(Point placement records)
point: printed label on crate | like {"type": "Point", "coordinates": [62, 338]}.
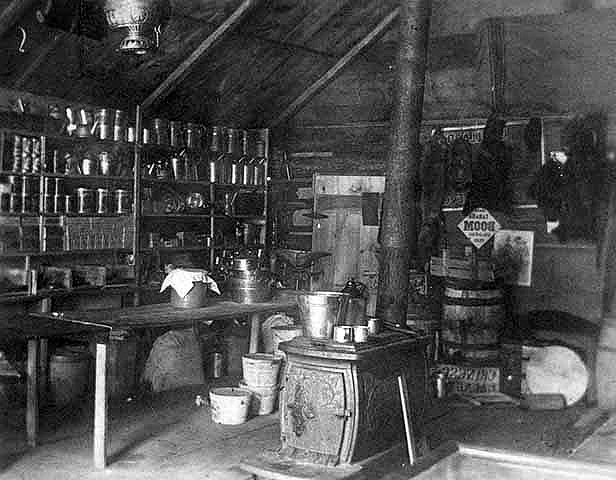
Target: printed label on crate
{"type": "Point", "coordinates": [467, 379]}
{"type": "Point", "coordinates": [479, 226]}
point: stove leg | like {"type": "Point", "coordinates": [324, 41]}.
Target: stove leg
{"type": "Point", "coordinates": [255, 325]}
{"type": "Point", "coordinates": [408, 420]}
{"type": "Point", "coordinates": [100, 407]}
{"type": "Point", "coordinates": [32, 412]}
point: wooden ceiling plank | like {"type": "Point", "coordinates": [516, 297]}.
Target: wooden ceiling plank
{"type": "Point", "coordinates": [328, 76]}
{"type": "Point", "coordinates": [206, 46]}
{"type": "Point", "coordinates": [36, 62]}
{"type": "Point", "coordinates": [12, 13]}
{"type": "Point", "coordinates": [311, 24]}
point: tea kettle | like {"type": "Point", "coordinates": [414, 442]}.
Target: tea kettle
{"type": "Point", "coordinates": [355, 289]}
{"type": "Point", "coordinates": [356, 311]}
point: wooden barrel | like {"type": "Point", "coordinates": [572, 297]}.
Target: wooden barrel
{"type": "Point", "coordinates": [473, 320]}
{"type": "Point", "coordinates": [605, 373]}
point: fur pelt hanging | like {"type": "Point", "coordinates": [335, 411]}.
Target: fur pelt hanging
{"type": "Point", "coordinates": [575, 193]}
{"type": "Point", "coordinates": [491, 184]}
{"type": "Point", "coordinates": [460, 165]}
{"type": "Point", "coordinates": [432, 179]}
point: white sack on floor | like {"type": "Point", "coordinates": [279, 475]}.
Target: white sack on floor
{"type": "Point", "coordinates": [175, 361]}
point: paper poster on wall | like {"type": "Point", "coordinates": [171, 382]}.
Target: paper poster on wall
{"type": "Point", "coordinates": [513, 256]}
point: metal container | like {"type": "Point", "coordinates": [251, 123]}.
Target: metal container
{"type": "Point", "coordinates": [48, 203]}
{"type": "Point", "coordinates": [102, 201]}
{"type": "Point", "coordinates": [68, 204]}
{"type": "Point", "coordinates": [217, 365]}
{"type": "Point", "coordinates": [121, 201]}
{"type": "Point", "coordinates": [360, 333]}
{"type": "Point", "coordinates": [119, 126]}
{"type": "Point", "coordinates": [86, 201]}
{"type": "Point", "coordinates": [321, 311]}
{"type": "Point", "coordinates": [175, 134]}
{"type": "Point", "coordinates": [160, 132]}
{"type": "Point", "coordinates": [374, 325]}
{"type": "Point", "coordinates": [104, 163]}
{"type": "Point", "coordinates": [102, 122]}
{"type": "Point", "coordinates": [343, 334]}
{"type": "Point", "coordinates": [249, 286]}
{"type": "Point", "coordinates": [58, 203]}
{"type": "Point", "coordinates": [195, 298]}
{"type": "Point", "coordinates": [193, 134]}
{"type": "Point", "coordinates": [88, 166]}
{"type": "Point", "coordinates": [245, 263]}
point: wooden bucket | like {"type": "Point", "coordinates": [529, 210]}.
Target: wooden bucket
{"type": "Point", "coordinates": [605, 374]}
{"type": "Point", "coordinates": [473, 320]}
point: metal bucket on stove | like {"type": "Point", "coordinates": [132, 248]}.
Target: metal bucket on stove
{"type": "Point", "coordinates": [321, 311]}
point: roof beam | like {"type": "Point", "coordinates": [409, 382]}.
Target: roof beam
{"type": "Point", "coordinates": [173, 80]}
{"type": "Point", "coordinates": [331, 74]}
{"type": "Point", "coordinates": [12, 13]}
{"type": "Point", "coordinates": [44, 51]}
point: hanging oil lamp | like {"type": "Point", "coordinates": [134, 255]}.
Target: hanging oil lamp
{"type": "Point", "coordinates": [143, 20]}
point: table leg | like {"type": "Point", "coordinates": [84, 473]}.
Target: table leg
{"type": "Point", "coordinates": [43, 372]}
{"type": "Point", "coordinates": [100, 407]}
{"type": "Point", "coordinates": [255, 326]}
{"type": "Point", "coordinates": [32, 392]}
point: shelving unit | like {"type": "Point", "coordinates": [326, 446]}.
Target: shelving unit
{"type": "Point", "coordinates": [41, 234]}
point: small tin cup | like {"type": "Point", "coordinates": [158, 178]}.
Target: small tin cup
{"type": "Point", "coordinates": [343, 334]}
{"type": "Point", "coordinates": [360, 333]}
{"type": "Point", "coordinates": [374, 325]}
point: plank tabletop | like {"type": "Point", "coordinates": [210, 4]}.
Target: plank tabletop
{"type": "Point", "coordinates": [161, 314]}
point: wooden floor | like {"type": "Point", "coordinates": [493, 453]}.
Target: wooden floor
{"type": "Point", "coordinates": [168, 436]}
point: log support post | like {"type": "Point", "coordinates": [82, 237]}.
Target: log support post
{"type": "Point", "coordinates": [398, 236]}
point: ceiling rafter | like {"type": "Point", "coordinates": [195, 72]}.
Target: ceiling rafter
{"type": "Point", "coordinates": [331, 74]}
{"type": "Point", "coordinates": [36, 62]}
{"type": "Point", "coordinates": [12, 13]}
{"type": "Point", "coordinates": [169, 84]}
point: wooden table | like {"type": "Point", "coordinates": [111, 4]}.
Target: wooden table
{"type": "Point", "coordinates": [98, 326]}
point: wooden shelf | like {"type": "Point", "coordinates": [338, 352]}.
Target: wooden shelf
{"type": "Point", "coordinates": [55, 253]}
{"type": "Point", "coordinates": [247, 188]}
{"type": "Point", "coordinates": [60, 292]}
{"type": "Point", "coordinates": [175, 249]}
{"type": "Point", "coordinates": [173, 183]}
{"type": "Point", "coordinates": [97, 178]}
{"type": "Point", "coordinates": [187, 216]}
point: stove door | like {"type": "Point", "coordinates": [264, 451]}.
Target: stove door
{"type": "Point", "coordinates": [315, 412]}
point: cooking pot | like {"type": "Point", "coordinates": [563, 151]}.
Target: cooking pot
{"type": "Point", "coordinates": [321, 311]}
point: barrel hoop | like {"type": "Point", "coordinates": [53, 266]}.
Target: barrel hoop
{"type": "Point", "coordinates": [474, 346]}
{"type": "Point", "coordinates": [479, 294]}
{"type": "Point", "coordinates": [605, 348]}
{"type": "Point", "coordinates": [472, 302]}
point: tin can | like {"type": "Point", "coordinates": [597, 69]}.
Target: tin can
{"type": "Point", "coordinates": [58, 186]}
{"type": "Point", "coordinates": [104, 163]}
{"type": "Point", "coordinates": [146, 136]}
{"type": "Point", "coordinates": [87, 166]}
{"type": "Point", "coordinates": [440, 383]}
{"type": "Point", "coordinates": [102, 200]}
{"type": "Point", "coordinates": [48, 203]}
{"type": "Point", "coordinates": [217, 364]}
{"type": "Point", "coordinates": [68, 204]}
{"type": "Point", "coordinates": [121, 201]}
{"type": "Point", "coordinates": [175, 134]}
{"type": "Point", "coordinates": [86, 201]}
{"type": "Point", "coordinates": [360, 333]}
{"type": "Point", "coordinates": [374, 325]}
{"type": "Point", "coordinates": [58, 204]}
{"type": "Point", "coordinates": [47, 186]}
{"type": "Point", "coordinates": [343, 334]}
{"type": "Point", "coordinates": [5, 199]}
{"type": "Point", "coordinates": [15, 203]}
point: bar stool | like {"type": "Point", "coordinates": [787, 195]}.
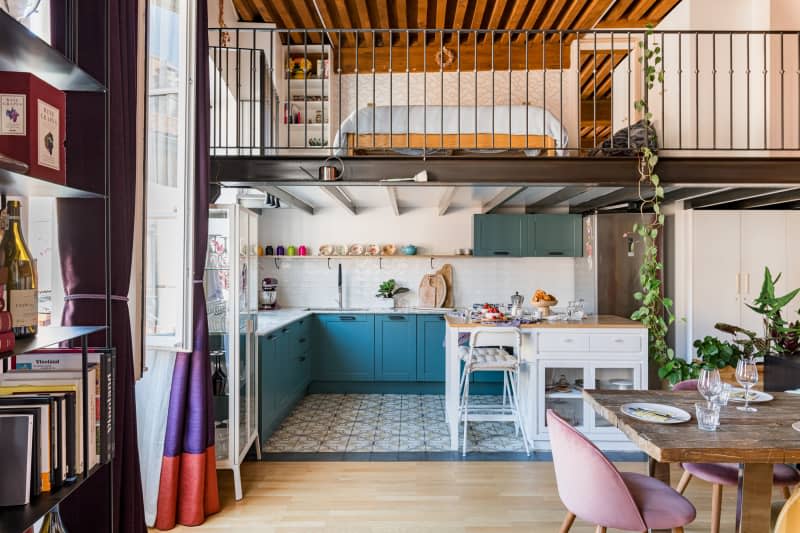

* [The problem]
Show each line of the records containing the string "hoop", matching case exactly.

* [Exercise solution]
point: barrel hoop | like {"type": "Point", "coordinates": [53, 266]}.
Target: barrel hoop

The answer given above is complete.